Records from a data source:
==*==
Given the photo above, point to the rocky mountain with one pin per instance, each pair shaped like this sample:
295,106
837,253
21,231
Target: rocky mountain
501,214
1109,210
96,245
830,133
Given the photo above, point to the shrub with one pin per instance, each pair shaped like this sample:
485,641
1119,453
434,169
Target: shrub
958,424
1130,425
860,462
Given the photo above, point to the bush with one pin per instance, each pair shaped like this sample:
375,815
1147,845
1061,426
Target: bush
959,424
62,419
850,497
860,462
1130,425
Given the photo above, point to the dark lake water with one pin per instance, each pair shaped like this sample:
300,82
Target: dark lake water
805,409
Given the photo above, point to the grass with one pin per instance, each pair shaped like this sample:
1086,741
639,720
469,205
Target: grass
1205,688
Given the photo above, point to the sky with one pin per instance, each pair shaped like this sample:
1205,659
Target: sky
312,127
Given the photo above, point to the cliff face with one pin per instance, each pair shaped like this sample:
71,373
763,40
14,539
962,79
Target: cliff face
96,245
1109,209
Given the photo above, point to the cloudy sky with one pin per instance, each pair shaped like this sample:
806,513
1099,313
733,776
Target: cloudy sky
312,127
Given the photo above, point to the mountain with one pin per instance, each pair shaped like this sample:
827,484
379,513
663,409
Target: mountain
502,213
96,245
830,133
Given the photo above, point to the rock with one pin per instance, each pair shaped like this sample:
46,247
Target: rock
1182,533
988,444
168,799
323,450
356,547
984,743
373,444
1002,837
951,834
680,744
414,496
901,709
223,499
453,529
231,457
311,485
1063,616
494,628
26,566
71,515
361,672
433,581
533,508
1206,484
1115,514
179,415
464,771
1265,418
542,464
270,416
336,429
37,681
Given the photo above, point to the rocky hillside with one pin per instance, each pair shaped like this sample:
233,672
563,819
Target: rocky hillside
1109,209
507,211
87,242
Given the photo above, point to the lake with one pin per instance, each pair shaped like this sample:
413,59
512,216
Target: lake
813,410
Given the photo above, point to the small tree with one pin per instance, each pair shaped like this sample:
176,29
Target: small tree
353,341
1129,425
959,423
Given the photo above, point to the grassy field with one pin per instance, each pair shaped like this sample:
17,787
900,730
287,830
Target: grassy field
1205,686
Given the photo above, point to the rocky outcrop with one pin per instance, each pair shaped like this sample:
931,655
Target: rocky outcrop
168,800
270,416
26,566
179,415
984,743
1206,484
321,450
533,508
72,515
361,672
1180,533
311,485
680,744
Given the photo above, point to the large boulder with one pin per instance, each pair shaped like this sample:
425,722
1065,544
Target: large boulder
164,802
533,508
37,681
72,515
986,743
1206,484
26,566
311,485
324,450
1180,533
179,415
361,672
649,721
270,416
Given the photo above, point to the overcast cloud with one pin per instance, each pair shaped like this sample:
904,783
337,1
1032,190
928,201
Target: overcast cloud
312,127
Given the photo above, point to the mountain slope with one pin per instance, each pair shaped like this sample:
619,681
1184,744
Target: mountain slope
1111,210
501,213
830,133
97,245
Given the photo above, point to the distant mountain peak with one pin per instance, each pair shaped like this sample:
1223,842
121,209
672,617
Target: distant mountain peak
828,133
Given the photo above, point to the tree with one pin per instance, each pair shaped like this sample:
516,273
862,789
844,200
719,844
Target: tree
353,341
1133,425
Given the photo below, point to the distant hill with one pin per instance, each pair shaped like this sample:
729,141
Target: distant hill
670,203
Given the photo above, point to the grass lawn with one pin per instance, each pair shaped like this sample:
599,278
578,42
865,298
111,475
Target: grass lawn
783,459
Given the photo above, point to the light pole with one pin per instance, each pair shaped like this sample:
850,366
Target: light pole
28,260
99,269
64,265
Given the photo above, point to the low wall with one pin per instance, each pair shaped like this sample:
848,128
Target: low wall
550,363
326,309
==*==
* [Exercise details]: From the line holding "Given the photo above, point to the distant" through the last line above, reproduce each line exactly and add nothing.

* [Exercise output]:
Given the photo above, point to the distant mountain peak with one pin per instance, each pair shaped like this sample:
1223,842
121,209
672,617
Target: distant mountain peak
828,133
Given the photo above, point to the tree with one pin per instance, each pair shaped like this sample:
516,273
862,789
844,200
719,844
Target: tree
353,341
1133,425
Given the photo below, point to the distant hill with one pin per instance, each pair shaped like this sample:
729,141
Target: distant hill
670,203
Given the photo above, point to the grass lawn with one pin per instance, each pair shaped like this sample:
599,278
578,42
865,298
111,475
Target: grass lawn
783,459
Given the photo above, point to the light pole with one pin per instance, each pair shaped like this sample:
850,366
Target: light pole
28,260
99,269
64,265
Given the photo above, point to the low wall with one pin per instance, each pair shaped like this sample:
848,128
Target: low wall
550,363
326,309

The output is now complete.